TEXTO PARA LEITURA:
⁂
A porta-voz Elka Looks afirmou em comunicado que "o Facebook remove anúncios e páginas que violem nossas normas, quando cientificado de sua existência, e trabalhamos constantemente para melhorar a detecção de trapaças em nossas plataformas".

Perguntado sobre as falsas páginas e contas, o senador Mark Warner, da Virgínia, um dos líderes do Partido Democrata no Comitê Bancário do Senado, enfatizou na segunda-feira que "essa é outra forte indicação de que o Facebook deveria adotar abordagem muito cautelosa quanto à libra e se comprometer a não lançar qualquer produto até que as preocupações expressadas pelas autoridades regulatórias dos Estados Unidos estejam resolvidas".

Muitas das páginas falsas de Facebook e contas falsas de Instagram têm centenas de seguidores, ou parecem concebidas para estabelecer uma presença do nome libra para uso posterior, enquanto outras oferecem valores de produção elevados o suficiente para enganar um usuário típico. As falsificações também estão presentes no Twitter, YouTube e outras plataformas, um sinal de que a desinformação em torno da libra pode escapar facilmente ao controle do Facebook.

Um vídeo falso que parece imitar o estilo de uma "história" em vídeo do Facebook estava definido como "conteúdo patrocinado", de uma conta chamada "Libra wallet", e mostrava Zuckerberg caminhando por um palco enquanto uma voz definia a libra como "segura", "fácil de usar" e "a nova moeda mundial".

O vídeo oferecia aos espectadores um desconto na compra de "algumas das 20 milhões de moedas de libra" que dizia terem sido distribuídas a investidores iniciais. Um usuário disse ter recebido o vídeo por meio do WeChat, um popular serviço de mensagens chinês, mas que desconhecia a origem da mensagem.
⁂
Linhas do conjunto de dados:
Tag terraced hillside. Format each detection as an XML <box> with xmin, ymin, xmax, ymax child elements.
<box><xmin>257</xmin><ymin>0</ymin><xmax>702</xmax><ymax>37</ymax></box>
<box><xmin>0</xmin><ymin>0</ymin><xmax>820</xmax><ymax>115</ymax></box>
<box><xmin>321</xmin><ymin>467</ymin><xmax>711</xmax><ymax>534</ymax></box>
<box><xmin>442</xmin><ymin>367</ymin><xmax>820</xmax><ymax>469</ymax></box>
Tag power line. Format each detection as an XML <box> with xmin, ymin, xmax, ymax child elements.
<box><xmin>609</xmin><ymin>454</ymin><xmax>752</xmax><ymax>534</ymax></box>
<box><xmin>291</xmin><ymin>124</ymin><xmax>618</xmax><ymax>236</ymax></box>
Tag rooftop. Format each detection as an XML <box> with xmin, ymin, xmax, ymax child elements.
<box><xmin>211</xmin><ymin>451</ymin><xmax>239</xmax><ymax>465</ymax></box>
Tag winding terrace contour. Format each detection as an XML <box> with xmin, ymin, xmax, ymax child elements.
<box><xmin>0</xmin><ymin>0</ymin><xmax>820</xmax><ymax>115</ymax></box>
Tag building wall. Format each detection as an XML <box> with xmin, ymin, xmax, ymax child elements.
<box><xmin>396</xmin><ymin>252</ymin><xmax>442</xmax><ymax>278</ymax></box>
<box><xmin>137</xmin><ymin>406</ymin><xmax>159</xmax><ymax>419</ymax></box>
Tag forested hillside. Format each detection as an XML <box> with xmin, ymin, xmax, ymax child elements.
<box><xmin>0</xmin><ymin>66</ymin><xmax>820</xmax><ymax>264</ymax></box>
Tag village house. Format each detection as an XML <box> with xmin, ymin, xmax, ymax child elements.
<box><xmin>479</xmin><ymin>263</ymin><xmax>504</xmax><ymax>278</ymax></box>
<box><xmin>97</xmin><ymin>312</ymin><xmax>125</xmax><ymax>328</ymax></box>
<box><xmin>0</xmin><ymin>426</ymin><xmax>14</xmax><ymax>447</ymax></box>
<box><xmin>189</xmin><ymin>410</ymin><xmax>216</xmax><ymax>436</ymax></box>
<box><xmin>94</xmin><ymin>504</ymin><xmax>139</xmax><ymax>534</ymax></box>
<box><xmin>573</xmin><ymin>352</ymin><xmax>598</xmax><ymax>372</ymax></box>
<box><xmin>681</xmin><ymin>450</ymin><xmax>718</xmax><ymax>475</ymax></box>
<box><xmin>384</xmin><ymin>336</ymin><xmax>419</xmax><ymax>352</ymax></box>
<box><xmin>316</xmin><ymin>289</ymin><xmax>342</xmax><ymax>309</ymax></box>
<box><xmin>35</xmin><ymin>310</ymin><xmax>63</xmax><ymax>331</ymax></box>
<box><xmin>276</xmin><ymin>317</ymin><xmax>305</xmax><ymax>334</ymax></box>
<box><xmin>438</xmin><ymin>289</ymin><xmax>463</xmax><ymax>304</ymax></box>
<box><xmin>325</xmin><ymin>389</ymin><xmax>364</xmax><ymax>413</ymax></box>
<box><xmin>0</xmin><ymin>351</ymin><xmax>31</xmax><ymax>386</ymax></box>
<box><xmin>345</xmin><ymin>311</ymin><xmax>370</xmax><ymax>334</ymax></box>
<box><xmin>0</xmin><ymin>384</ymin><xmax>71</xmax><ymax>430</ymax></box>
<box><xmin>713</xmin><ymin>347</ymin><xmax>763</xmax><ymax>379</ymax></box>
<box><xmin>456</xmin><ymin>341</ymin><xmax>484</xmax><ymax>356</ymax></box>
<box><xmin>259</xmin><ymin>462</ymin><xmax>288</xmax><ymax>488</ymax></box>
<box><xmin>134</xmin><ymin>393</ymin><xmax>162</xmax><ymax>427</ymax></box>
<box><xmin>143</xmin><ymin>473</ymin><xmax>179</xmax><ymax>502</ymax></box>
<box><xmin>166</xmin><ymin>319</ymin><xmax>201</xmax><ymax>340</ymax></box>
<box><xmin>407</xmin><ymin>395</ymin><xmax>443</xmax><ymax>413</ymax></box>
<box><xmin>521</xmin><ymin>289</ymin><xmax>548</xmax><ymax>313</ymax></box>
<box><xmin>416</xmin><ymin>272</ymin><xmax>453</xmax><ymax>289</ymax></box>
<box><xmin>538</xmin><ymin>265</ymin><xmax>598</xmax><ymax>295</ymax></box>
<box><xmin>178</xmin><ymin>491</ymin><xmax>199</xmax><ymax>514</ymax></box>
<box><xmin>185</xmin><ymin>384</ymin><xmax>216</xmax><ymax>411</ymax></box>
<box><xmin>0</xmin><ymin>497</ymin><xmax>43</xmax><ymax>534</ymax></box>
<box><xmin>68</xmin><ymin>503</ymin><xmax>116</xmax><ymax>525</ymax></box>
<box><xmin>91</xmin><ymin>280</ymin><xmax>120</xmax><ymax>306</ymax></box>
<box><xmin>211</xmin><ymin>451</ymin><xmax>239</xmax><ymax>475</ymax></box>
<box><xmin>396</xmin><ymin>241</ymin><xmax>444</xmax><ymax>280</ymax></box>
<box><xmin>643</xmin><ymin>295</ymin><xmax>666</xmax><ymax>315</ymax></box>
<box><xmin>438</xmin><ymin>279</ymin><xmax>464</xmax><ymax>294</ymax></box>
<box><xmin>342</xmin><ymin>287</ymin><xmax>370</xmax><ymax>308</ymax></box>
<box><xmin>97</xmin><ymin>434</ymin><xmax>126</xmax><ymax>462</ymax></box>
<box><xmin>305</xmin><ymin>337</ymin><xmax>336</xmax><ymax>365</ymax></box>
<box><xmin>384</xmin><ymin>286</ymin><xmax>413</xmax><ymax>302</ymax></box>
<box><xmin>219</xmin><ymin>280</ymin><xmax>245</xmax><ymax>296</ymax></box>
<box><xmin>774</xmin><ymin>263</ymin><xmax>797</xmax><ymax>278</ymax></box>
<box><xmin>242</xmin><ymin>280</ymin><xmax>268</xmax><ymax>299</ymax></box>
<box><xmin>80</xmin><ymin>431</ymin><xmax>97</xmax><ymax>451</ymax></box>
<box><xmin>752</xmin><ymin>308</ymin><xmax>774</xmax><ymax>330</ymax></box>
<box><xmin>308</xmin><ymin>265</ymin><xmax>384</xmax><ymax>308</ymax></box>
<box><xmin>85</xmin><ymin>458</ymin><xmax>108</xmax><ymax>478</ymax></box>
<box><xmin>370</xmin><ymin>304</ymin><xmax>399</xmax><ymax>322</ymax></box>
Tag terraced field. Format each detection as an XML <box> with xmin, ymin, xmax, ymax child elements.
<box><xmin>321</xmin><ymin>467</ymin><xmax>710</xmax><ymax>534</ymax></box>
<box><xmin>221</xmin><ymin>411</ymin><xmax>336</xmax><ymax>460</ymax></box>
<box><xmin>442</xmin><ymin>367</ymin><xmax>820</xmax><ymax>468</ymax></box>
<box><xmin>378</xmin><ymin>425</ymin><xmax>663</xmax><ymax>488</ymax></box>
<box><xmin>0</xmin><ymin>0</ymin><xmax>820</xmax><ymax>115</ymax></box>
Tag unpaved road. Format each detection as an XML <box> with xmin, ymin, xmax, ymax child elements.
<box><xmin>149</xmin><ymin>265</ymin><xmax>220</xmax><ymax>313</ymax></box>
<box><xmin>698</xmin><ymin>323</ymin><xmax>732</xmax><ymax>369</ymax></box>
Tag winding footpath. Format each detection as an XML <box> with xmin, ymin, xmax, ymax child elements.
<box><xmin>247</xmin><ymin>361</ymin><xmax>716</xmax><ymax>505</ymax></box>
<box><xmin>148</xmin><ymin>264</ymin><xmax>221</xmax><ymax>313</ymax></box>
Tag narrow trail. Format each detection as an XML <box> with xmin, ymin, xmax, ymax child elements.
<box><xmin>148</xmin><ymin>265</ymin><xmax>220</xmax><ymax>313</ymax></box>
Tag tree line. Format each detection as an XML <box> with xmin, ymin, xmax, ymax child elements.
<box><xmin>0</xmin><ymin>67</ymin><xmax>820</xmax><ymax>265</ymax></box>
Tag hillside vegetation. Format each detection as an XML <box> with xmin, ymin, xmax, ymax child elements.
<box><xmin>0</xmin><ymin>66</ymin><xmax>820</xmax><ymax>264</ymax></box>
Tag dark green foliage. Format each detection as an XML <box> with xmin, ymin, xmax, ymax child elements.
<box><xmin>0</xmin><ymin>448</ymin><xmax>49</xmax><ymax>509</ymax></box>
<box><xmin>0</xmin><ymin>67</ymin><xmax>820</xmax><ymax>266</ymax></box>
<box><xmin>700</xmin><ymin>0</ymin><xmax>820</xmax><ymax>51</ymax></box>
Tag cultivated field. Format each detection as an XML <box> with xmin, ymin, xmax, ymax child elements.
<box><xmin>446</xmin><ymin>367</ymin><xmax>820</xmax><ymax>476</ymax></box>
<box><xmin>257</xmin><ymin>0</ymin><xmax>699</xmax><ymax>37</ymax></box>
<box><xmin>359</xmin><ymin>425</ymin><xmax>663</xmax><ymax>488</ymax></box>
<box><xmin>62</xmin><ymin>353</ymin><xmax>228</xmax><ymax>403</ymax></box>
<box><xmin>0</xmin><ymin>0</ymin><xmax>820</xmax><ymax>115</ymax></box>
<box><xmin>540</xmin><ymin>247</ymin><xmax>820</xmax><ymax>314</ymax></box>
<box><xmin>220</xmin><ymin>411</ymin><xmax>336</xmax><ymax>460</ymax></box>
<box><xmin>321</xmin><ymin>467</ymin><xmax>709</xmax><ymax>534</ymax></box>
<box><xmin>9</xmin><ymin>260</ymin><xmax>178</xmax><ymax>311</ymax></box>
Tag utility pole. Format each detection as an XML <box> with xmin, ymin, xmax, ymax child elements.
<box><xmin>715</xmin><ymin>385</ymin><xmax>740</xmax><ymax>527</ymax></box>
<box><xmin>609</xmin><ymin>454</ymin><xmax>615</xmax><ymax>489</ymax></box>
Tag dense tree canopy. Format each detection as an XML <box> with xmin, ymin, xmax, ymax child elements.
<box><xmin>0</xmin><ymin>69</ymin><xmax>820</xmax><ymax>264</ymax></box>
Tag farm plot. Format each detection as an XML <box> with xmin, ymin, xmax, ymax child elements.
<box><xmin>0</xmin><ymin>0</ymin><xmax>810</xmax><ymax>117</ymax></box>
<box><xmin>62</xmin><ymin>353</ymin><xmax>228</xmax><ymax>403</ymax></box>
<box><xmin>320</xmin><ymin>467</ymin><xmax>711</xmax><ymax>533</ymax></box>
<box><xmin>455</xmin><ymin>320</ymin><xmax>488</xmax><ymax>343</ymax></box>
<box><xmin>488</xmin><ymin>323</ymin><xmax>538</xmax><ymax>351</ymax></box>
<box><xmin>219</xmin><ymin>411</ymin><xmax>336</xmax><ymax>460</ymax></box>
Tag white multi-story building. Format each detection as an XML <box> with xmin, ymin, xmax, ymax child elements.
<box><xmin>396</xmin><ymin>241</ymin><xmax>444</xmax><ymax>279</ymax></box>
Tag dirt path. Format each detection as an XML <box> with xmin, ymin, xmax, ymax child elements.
⁂
SOBRE A TAREFA: Transcreva fielmente o trecho do texto sobre as falsificações da libra que começa em "O vídeo oferecia" e vai até "origem da mensagem.", incluindo essas palavras finais. Baseie-se somente no texto para responder.

RESPOSTA ESPERADA:
O vídeo oferecia aos espectadores um desconto na compra de "algumas das 20 milhões de moedas de libra" que dizia terem sido distribuídas a investidores iniciais. Um usuário disse ter recebido o vídeo por meio do WeChat, um popular serviço de mensagens chinês, mas que desconhecia a origem da mensagem.